FAÇA O SEGUINTE →
(A) Reproduza sem alterações, do texto sobre a resolução do TSE, o trecho de "Em seu artigo" até "de decisões judiciais.".
(B) Com base no texto sobre a resolução do TSE, responda:
(i) Qual é o limite máximo de horas da suspensão prevista no artigo 5º?
(ii) Que plataforma quase teve o acesso bloqueado em mar.2022?
(iii) Quem o Núcleo consultou?
(C) Diga se cada afirmação concorda com o texto sobre a resolução do TSE, citando as palavras dele que decidem:
(i) O prazo de 24 horas pode ser duplicado a cada novo descumprimento.
(ii) A resolução define com clareza o que configura descumprimento reiterado.
(iii) Cabe ao Presidente do Tribunal Superior Eleitoral determinar a suspensão.

TRECHO DO TEXTO →
-----

O Núcleo consultou a avaliação de especialistas e pesquisadores de organizações da sociedade civil.
Em seu artigo 5º, a resolução do TSE prevê que:
"Havendo descumprimento reiterado de determinações baseadas nesta Resolução, o Presidente do Tribunal Superior Eleitoral poderá determinar a suspensão do acesso aos serviços da plataforma implicada, em número de horas proporcional à gravidade da infração, observado o limite máximo de vinte e quatro horas".
Esse prazo de 24 horas poderá ser duplicado a cada descumprimento subsequente. Não fica claro no texto o que configura descumprimento reiterado e nem o que significa "proporcional".
Na prática, isso significa que poderia haver um bloqueio ao acesso à plataforma em território nacional, como o que quase ocorreu com o Telegram em mar.2022 após seguidos descumprimentos de decisões judiciais.

-----

REGISTROS →
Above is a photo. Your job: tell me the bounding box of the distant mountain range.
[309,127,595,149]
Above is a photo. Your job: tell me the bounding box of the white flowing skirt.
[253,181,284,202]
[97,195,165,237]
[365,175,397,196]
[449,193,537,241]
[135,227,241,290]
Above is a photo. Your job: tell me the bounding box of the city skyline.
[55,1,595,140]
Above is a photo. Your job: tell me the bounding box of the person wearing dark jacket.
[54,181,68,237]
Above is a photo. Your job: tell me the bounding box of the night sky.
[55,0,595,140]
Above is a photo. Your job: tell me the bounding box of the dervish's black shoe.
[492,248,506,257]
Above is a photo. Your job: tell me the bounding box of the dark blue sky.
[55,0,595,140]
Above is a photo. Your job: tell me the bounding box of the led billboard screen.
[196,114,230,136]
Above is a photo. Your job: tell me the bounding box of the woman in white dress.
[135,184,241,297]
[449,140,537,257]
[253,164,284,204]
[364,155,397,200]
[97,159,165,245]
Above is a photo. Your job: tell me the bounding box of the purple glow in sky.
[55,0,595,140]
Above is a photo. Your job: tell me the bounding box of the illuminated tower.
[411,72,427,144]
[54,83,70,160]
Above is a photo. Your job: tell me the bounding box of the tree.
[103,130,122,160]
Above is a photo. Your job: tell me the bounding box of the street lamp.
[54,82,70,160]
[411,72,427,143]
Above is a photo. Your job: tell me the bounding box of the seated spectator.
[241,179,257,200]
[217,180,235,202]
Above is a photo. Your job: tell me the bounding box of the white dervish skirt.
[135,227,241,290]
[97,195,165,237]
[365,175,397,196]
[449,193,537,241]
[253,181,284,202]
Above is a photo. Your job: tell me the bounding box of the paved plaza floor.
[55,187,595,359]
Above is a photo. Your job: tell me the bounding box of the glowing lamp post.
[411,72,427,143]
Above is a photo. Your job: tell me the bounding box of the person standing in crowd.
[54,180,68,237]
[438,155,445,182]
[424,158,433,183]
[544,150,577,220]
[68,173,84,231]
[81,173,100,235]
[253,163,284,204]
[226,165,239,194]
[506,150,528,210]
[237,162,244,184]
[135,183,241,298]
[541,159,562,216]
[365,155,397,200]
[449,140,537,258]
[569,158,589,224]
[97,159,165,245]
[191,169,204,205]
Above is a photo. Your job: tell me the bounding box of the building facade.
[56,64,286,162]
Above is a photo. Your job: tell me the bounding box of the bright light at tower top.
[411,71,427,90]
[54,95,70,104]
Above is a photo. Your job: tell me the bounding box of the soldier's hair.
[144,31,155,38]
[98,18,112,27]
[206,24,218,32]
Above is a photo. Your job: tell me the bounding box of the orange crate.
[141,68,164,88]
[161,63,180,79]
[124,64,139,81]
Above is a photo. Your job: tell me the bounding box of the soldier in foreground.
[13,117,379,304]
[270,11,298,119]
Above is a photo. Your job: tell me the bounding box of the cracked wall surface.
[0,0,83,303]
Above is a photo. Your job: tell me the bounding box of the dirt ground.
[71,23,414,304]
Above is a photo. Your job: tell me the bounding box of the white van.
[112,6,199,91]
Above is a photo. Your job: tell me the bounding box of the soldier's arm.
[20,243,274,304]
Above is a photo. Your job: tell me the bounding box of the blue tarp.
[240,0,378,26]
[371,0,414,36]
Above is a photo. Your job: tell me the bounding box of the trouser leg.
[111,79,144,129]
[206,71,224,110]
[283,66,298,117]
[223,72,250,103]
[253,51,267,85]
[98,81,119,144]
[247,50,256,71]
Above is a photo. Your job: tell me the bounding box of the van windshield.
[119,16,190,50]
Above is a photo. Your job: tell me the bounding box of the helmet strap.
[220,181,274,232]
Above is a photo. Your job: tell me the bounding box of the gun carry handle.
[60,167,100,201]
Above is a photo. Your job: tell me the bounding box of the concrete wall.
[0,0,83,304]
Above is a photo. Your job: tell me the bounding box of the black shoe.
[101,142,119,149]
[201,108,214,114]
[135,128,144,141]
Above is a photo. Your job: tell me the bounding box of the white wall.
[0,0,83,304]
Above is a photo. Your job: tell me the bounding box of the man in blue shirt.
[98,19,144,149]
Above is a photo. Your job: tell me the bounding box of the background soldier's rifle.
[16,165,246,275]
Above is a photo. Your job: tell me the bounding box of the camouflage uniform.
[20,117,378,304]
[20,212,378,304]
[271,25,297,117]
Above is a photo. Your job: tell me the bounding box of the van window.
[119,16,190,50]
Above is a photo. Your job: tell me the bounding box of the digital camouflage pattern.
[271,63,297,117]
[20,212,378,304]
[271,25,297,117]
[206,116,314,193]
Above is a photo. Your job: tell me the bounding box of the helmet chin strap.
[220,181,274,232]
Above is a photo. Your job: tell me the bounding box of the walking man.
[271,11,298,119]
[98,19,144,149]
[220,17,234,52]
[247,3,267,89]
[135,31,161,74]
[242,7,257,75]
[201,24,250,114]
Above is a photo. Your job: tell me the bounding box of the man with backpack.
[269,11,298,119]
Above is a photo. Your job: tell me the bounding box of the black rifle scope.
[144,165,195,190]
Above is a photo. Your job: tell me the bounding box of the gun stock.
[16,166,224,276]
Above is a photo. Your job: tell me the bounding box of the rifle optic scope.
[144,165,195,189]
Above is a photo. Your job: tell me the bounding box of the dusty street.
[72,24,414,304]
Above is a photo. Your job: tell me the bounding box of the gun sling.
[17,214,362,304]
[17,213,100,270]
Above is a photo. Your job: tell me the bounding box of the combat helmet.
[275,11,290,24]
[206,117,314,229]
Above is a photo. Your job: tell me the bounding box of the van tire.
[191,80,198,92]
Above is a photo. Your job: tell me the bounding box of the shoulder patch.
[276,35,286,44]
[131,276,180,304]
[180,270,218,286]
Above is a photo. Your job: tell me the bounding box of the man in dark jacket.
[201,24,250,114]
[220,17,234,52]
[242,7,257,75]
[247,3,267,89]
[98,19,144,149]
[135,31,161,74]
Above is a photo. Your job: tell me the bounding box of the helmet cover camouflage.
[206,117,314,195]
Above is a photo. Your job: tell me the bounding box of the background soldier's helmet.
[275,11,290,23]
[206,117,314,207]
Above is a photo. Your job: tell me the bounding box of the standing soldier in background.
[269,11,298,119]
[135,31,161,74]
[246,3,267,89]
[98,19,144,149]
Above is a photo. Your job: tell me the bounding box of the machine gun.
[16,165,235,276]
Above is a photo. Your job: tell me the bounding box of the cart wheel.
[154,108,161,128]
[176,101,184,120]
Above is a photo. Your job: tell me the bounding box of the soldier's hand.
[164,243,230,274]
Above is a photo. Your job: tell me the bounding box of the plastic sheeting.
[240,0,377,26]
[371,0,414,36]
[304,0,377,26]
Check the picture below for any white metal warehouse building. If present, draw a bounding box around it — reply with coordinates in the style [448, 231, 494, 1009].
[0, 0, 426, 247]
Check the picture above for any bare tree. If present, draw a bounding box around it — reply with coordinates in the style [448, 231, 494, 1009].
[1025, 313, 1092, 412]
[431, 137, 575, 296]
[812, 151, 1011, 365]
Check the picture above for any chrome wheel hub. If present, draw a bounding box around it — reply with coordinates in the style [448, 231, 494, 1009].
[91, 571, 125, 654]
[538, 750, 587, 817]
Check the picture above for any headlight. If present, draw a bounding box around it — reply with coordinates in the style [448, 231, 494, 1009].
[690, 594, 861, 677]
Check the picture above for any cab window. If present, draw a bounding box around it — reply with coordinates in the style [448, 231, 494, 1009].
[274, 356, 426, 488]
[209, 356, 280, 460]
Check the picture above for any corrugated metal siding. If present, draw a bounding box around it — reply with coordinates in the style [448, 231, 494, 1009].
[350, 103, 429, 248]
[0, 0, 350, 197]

-----

RESPOSTAS →
(A)
Em seu artigo 5º, a resolução do TSE prevê que:
"Havendo descumprimento reiterado de determinações baseadas nesta Resolução, o Presidente do Tribunal Superior Eleitoral poderá determinar a suspensão do acesso aos serviços da plataforma implicada, em número de horas proporcional à gravidade da infração, observado o limite máximo de vinte e quatro horas".
Esse prazo de 24 horas poderá ser duplicado a cada descumprimento subsequente. Não fica claro no texto o que configura descumprimento reiterado e nem o que significa "proporcional".
Na prática, isso significa que poderia haver um bloqueio ao acesso à plataforma em território nacional, como o que quase ocorreu com o Telegram em mar.2022 após seguidos descumprimentos de decisões judiciais.

(B)
(i) Vinte e quatro horas.
(ii) O Telegram.
(iii) Especialistas e pesquisadores de organizações da sociedade civil.

(C)
(i) Sim: "Esse prazo de 24 horas poderá ser duplicado a cada descumprimento subsequente."
(ii) Não: "Não fica claro no texto o que configura descumprimento reiterado"
(iii) Sim: "o Presidente do Tribunal Superior Eleitoral poderá determinar a suspensão do acesso aos serviços da plataforma implicada"